_Task to complete_: Reproduce the following lines verbatim.

####

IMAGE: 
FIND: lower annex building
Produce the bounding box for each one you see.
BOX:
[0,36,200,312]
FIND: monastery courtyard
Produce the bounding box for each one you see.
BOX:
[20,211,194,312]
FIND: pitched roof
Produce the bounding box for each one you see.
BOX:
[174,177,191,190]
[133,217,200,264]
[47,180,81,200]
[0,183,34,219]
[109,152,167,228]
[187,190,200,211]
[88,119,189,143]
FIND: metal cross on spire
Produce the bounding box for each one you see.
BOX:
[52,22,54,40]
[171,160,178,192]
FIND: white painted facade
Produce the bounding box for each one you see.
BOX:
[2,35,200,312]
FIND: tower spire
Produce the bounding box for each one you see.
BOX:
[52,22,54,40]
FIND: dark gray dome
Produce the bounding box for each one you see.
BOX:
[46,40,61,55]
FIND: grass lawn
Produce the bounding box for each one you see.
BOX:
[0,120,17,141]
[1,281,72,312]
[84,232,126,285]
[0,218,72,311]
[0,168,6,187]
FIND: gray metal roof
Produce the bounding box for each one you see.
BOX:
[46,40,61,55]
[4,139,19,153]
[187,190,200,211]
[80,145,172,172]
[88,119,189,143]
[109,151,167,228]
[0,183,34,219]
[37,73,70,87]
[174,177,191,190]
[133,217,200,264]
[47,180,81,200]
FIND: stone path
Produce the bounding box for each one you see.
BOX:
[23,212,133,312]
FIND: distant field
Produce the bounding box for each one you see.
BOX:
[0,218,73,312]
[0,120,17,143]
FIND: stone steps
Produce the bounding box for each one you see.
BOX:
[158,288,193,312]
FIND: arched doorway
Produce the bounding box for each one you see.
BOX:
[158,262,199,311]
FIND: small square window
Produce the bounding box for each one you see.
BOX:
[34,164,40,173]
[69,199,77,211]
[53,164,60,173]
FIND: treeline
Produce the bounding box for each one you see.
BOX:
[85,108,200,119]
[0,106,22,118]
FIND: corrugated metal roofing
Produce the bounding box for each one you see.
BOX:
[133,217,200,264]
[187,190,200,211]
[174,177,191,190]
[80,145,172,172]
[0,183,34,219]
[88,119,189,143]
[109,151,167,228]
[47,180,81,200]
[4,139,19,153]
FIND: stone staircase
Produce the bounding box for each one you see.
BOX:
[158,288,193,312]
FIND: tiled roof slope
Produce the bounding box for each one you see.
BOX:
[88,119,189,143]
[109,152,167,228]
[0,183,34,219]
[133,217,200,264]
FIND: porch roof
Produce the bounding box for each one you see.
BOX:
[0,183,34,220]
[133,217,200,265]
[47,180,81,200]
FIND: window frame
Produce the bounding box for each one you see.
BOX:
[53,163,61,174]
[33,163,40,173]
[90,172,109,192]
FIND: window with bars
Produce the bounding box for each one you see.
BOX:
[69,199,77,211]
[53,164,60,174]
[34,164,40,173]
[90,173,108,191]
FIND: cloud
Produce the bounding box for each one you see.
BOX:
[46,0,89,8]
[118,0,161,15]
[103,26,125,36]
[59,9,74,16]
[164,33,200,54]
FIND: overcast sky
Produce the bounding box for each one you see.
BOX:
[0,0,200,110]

####

_Answer to this task_:
IMAGE: 
FIND: lower annex building
Produce the bounding box for each one you see.
BOX:
[0,36,200,312]
FIND: monastery courtyard
Produce the bounding box for each one you see.
BOX:
[20,211,194,312]
FIND: pitched roof
Produce the bounding box for each one you see.
BOX:
[174,177,191,190]
[133,217,200,264]
[47,180,81,200]
[0,183,34,219]
[109,152,167,228]
[187,190,200,211]
[88,119,189,143]
FIND: metal cross on spire
Produce the bounding box for each one you see.
BOX:
[52,22,54,40]
[171,160,178,192]
FIND: white painted facade
Produce the bounding box for each one you see.
BOX:
[2,35,200,312]
FIND: tower spire
Produce the bounding box for each one you see.
BOX:
[52,22,54,40]
FIND: dark gray dome
Produce the bounding box for each one you see.
BOX:
[46,40,61,55]
FIND: grass lawn
Produce the bounding box for each one you see.
BOX:
[0,120,17,141]
[1,281,72,312]
[84,232,126,285]
[0,218,72,311]
[0,168,6,187]
FIND: gray metal roof
Produce the bounding box for each one you see.
BOX:
[46,40,61,55]
[4,139,19,153]
[187,190,200,211]
[80,145,172,172]
[88,119,189,143]
[109,151,167,228]
[0,183,34,219]
[37,73,70,87]
[174,177,191,190]
[133,217,200,264]
[47,180,81,200]
FIND: stone path
Produce the bounding box for each one you see.
BOX:
[23,212,133,312]
FIND: distant field
Produce the bounding box for each one you see.
BOX:
[0,218,73,312]
[0,120,17,143]
FIND: stone steps
Produce the bounding box for each one you see.
BOX:
[158,288,193,312]
FIND: arched doorway
Produce the bounding box for each one you see.
BOX:
[158,262,199,311]
FIND: small square window
Produce the bounding box for each one you see.
BOX:
[34,164,40,173]
[69,199,77,211]
[53,164,60,173]
FIND: treeline
Produce the bounding box for each one you see.
BOX:
[85,108,200,119]
[0,106,22,118]
FIND: corrugated metal roofing
Produce the bounding box for each one you see.
BOX:
[133,217,200,264]
[187,190,200,211]
[174,177,191,190]
[80,145,172,172]
[0,183,34,219]
[88,119,189,143]
[109,151,167,228]
[47,180,81,200]
[4,139,19,153]
FIND: stone staircase
Produce the bounding box for each one you see.
BOX:
[158,288,193,312]
FIND: tiled roof slope
Produce the bounding box for each one you see.
BOX:
[88,119,189,143]
[109,152,167,228]
[0,183,34,219]
[133,217,200,264]
FIND: porch roof
Produce the bounding box for each one you see.
BOX:
[0,183,34,220]
[133,217,200,265]
[47,180,81,200]
FIND: window frame
Produce the bounding box for each one you see.
BOX:
[53,163,61,174]
[33,163,40,173]
[90,172,109,192]
FIND: window with bars
Produce the bounding box for each one you see.
BOX:
[69,199,77,211]
[53,164,60,174]
[34,164,40,173]
[90,173,108,191]
FIND: cloud
Produce the bounding box for each one you see.
BOX:
[46,0,89,8]
[118,0,161,15]
[103,26,125,36]
[59,9,74,16]
[164,33,200,54]
FIND: overcast sky
Produce the bounding box for each one you see.
BOX:
[0,0,200,110]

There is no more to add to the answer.